-------- The records

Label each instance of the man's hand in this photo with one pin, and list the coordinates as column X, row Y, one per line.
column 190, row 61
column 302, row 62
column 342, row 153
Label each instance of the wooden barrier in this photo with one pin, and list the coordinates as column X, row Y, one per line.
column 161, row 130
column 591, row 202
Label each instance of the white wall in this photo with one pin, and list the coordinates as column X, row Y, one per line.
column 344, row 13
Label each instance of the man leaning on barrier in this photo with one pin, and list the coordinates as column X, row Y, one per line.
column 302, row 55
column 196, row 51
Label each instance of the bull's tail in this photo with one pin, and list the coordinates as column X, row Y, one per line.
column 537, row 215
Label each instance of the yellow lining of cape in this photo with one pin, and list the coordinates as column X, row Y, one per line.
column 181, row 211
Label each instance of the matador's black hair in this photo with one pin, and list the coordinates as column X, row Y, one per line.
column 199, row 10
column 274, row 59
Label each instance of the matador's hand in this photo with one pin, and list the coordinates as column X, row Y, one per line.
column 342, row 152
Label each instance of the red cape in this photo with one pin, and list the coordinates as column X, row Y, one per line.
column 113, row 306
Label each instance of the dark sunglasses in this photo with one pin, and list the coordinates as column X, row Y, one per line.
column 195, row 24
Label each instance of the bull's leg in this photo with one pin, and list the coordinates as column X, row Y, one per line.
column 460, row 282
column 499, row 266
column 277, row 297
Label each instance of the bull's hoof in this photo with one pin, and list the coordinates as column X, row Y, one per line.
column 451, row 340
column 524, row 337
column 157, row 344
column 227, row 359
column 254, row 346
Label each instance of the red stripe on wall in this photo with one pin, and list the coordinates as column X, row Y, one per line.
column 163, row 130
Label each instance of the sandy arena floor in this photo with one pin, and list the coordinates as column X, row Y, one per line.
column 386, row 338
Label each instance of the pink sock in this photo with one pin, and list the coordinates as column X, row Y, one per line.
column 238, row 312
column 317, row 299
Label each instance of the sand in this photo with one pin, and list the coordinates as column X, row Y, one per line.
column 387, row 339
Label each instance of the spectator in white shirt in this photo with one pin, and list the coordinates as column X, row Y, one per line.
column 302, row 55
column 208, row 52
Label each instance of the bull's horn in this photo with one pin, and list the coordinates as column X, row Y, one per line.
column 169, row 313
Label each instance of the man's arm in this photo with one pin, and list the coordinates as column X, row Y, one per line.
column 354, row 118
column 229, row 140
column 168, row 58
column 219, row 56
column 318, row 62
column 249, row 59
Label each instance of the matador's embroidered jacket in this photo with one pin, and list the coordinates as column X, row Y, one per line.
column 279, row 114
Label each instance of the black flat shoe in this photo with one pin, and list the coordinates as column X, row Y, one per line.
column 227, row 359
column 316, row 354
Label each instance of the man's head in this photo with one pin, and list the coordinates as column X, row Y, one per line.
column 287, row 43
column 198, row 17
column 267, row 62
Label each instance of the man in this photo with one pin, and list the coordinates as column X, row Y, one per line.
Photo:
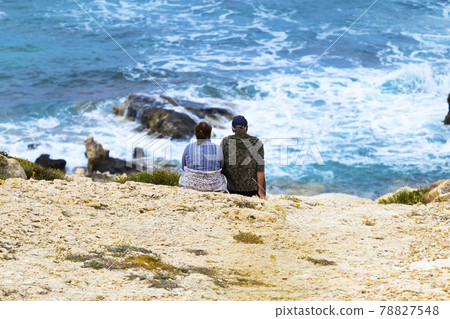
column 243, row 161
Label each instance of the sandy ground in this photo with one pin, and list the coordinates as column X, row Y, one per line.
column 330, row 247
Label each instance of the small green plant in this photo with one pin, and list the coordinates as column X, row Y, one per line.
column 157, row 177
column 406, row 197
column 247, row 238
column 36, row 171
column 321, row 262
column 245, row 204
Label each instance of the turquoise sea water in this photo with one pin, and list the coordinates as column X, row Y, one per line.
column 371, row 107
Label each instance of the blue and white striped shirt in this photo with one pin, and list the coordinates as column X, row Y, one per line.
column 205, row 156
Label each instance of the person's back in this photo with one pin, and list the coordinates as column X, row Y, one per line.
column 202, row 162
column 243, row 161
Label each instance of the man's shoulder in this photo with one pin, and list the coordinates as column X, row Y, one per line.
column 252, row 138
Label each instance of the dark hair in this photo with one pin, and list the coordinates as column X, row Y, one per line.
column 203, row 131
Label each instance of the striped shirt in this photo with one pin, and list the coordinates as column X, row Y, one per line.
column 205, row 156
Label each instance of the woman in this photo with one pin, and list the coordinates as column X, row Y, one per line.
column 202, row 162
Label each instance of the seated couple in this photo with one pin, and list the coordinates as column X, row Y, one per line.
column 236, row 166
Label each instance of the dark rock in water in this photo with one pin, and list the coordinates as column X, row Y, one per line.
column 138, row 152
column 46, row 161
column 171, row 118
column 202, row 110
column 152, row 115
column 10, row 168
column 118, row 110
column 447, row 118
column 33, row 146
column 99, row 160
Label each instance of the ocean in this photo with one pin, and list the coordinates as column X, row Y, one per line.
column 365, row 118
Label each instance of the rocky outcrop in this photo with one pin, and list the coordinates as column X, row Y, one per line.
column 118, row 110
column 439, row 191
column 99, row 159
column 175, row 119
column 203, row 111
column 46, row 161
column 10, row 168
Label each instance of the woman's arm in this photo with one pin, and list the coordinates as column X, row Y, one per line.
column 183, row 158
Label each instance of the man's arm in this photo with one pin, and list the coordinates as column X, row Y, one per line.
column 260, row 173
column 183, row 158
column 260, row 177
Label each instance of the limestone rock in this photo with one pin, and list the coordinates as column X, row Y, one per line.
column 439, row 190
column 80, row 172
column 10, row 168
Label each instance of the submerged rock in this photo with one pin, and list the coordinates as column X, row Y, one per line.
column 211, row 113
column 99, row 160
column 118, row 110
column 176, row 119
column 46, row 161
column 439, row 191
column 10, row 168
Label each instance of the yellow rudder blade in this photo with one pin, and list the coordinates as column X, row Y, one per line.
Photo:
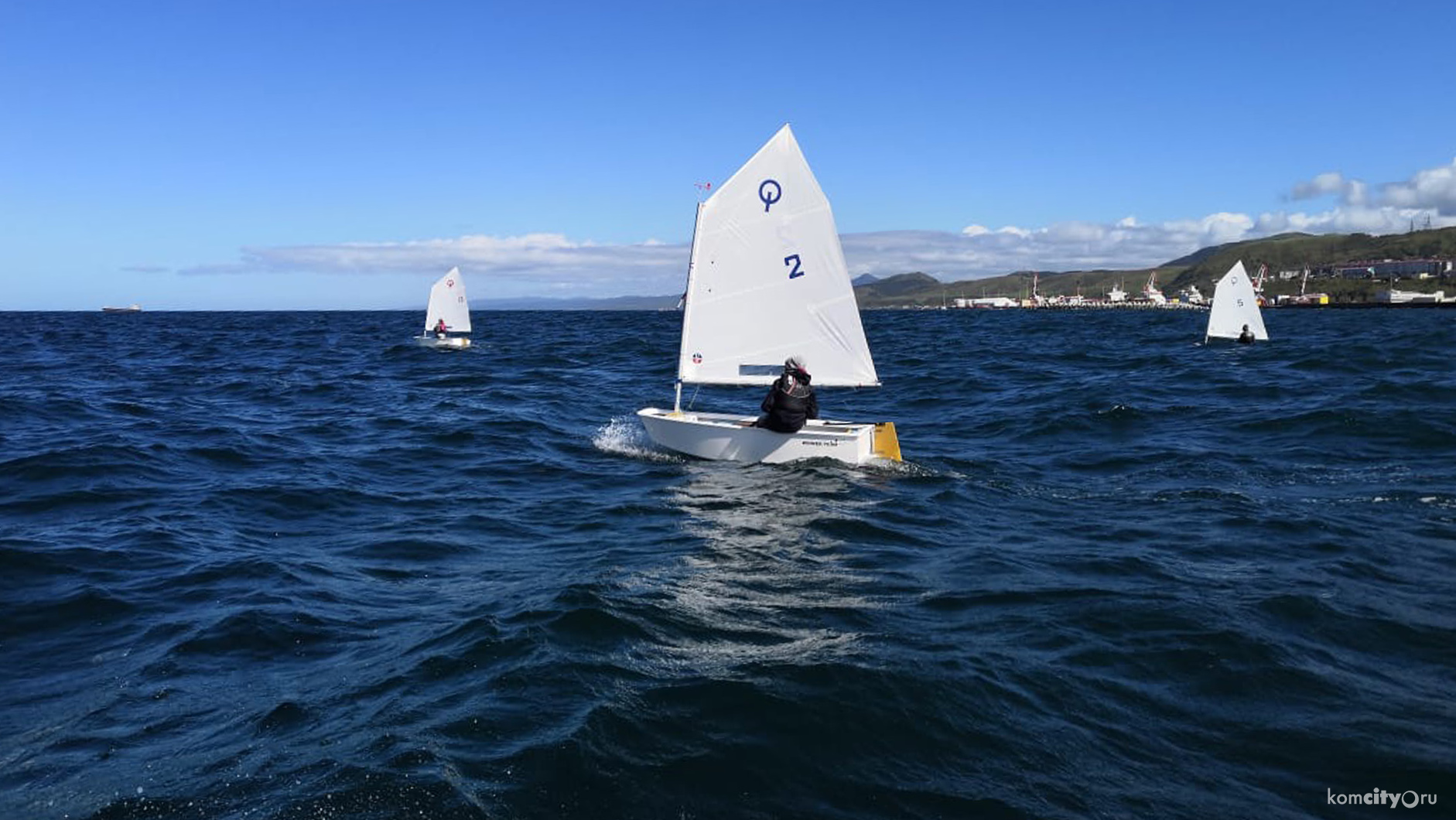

----------------

**Required action:**
This task calls for the lines from the line holding "Label each instance of the submerged" through the last line above, restated word for word with both ends included and the pictures dropped.

**Finished task:**
Label each instance of the submerged rock in this photo with one pin, and list the coordinates as column X, row Y, one per line.
column 211, row 113
column 99, row 160
column 118, row 110
column 176, row 119
column 46, row 161
column 439, row 191
column 10, row 168
Label each instance of the yellow rudder blade in this photo with one pin, and list the coordinates as column X, row Y, one per line.
Photo:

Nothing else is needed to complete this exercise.